[[ Extracted data, beginning ]]
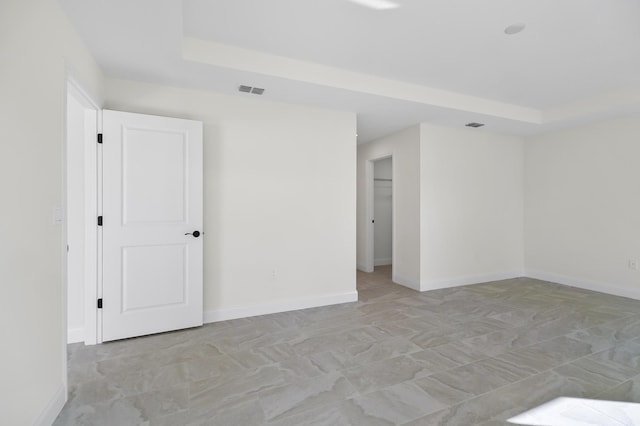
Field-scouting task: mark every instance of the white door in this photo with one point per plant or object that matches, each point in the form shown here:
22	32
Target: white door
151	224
[[ Extracted data, end ]]
[[ Extracted data, beginning ]]
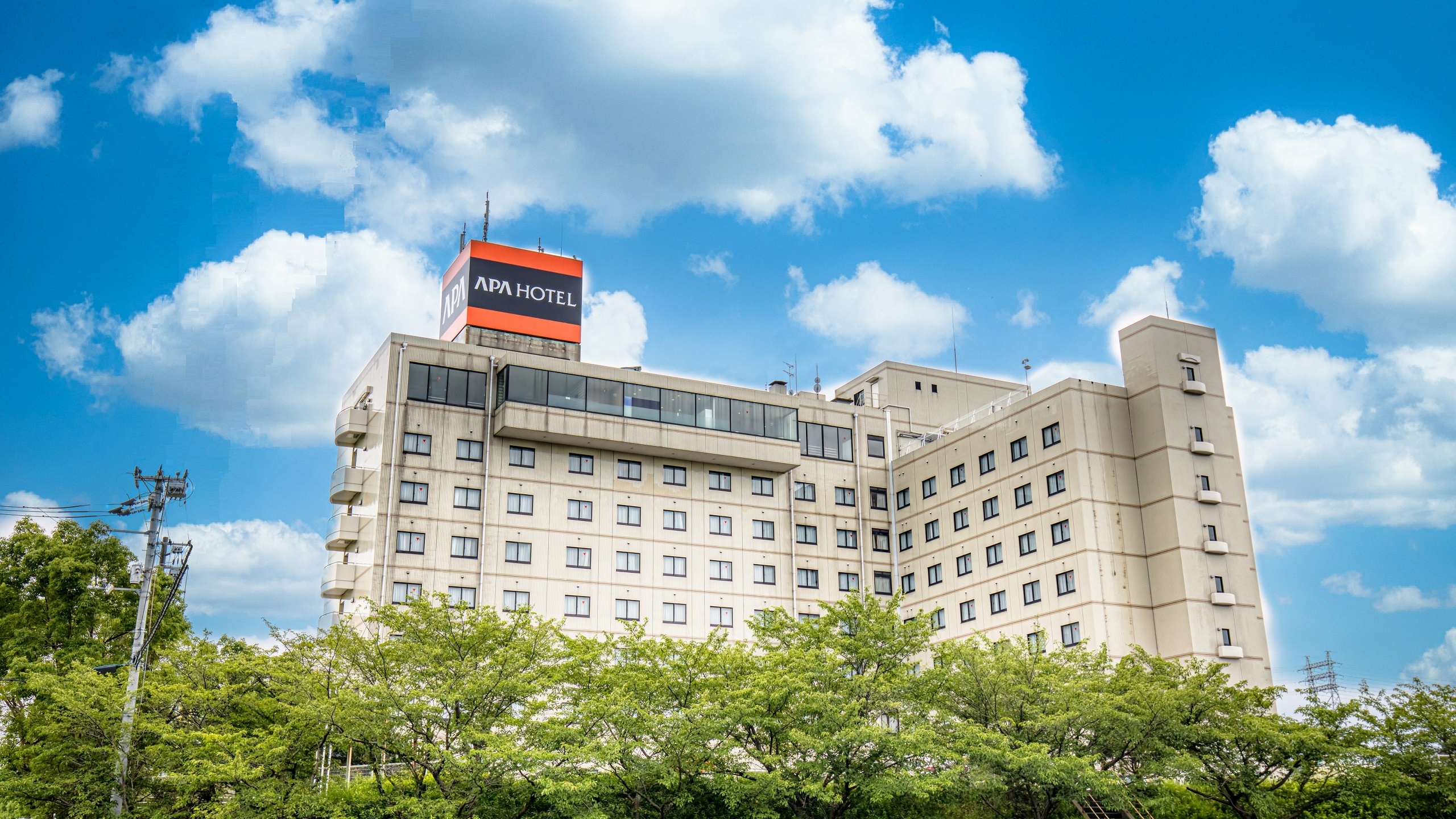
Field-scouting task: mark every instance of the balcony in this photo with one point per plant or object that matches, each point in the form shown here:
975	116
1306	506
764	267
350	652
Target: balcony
[[ Extracted data, end ]]
[[ Extracted data, beginning ]]
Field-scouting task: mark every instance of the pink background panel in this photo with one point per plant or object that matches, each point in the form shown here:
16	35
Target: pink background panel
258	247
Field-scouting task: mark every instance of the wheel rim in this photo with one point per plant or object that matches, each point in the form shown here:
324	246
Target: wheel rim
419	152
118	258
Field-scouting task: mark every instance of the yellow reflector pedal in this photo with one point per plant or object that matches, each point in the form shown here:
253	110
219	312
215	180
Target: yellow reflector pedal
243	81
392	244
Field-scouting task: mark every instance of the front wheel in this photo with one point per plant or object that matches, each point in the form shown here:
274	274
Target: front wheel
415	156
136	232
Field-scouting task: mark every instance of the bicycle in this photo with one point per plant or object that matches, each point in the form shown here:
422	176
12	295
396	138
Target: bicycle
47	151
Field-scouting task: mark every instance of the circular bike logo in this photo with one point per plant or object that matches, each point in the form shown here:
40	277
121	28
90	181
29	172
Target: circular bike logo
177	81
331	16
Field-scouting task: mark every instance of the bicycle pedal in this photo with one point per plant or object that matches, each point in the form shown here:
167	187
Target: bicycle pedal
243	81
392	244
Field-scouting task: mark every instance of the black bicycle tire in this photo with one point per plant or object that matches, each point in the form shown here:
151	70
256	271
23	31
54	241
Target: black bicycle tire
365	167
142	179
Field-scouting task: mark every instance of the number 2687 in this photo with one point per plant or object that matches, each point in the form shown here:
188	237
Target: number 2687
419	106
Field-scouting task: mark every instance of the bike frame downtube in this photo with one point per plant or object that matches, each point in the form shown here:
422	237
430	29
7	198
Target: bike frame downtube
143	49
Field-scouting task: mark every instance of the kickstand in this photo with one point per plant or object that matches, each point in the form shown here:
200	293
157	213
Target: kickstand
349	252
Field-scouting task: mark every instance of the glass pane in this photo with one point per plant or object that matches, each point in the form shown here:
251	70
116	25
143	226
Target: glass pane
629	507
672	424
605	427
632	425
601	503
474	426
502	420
[[ Extracted data, end ]]
Where does the word "balcony" occur in the records? Return every line that holds it.

Field-scouting task: mark every instance of the balcony in this photo with one point per plant or object that matches, each point in the form shown here:
Target: balcony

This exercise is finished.